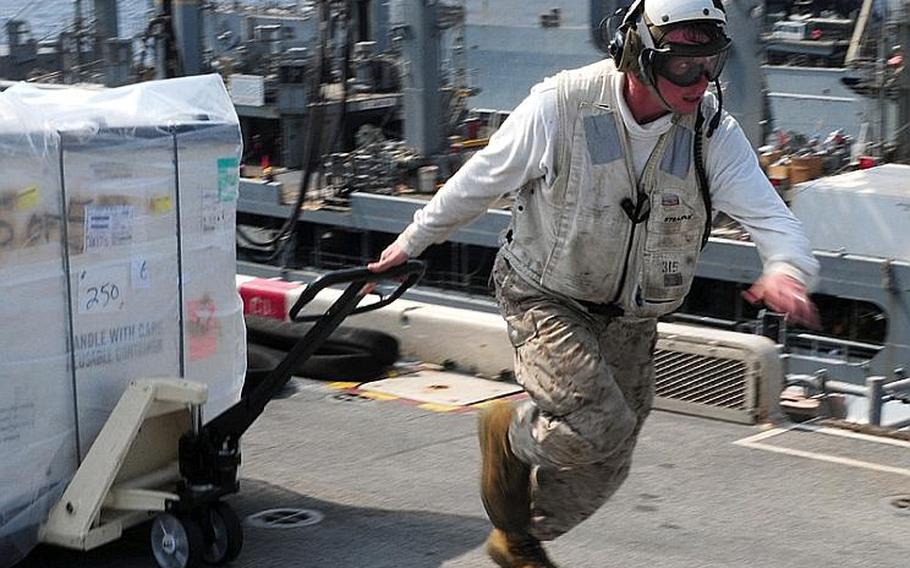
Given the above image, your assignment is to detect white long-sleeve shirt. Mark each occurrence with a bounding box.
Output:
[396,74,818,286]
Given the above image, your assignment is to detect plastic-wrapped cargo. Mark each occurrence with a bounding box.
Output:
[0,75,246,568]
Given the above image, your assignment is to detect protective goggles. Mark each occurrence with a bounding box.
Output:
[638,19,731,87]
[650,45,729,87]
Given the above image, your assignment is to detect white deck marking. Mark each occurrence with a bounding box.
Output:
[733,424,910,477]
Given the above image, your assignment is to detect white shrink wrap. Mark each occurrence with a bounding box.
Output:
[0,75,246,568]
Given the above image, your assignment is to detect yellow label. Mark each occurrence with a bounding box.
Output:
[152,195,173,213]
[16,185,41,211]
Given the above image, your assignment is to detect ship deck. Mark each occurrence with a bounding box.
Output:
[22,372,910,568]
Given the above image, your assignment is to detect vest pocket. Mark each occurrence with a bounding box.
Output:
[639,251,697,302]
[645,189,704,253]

_Required task_: Can you update the whole listing above so that every "assignment" becomes "task", with everything else unchanged and the pictures left out?

_Solution to this problem_:
Given the above image, your task is to detect white long-sleeve shirt. Mark each occurrence with a bounding box.
Output:
[396,74,818,286]
Given the above image, your task is to detect plastic-wrapped cargo. Mark each occurrence with a bounding box.
Output:
[0,75,246,568]
Given the above image, your task is to detect protective goggles. Mark each occurrence with a bounding box.
Output:
[638,19,731,87]
[650,45,729,87]
Given the above image, your task is to detect white deck marking. Mark each occurrence with a bounding box.
Output:
[733,424,910,477]
Given the above image, your task is to detect white shrink wrap. Mark each occurrence with a bounding box.
Output:
[0,75,246,568]
Given the above image, your task is to detect yellow label. Mark each occurrence with a bounding box.
Output:
[152,195,173,213]
[16,185,41,211]
Given the above image, your task is to detect ship deck. Mark each occurrence with a bounding box.
Output:
[22,372,910,568]
Given the above image, your task is to detect vest pocket. Mark each occurrence with a bounding box.
Output:
[639,251,697,302]
[645,189,704,253]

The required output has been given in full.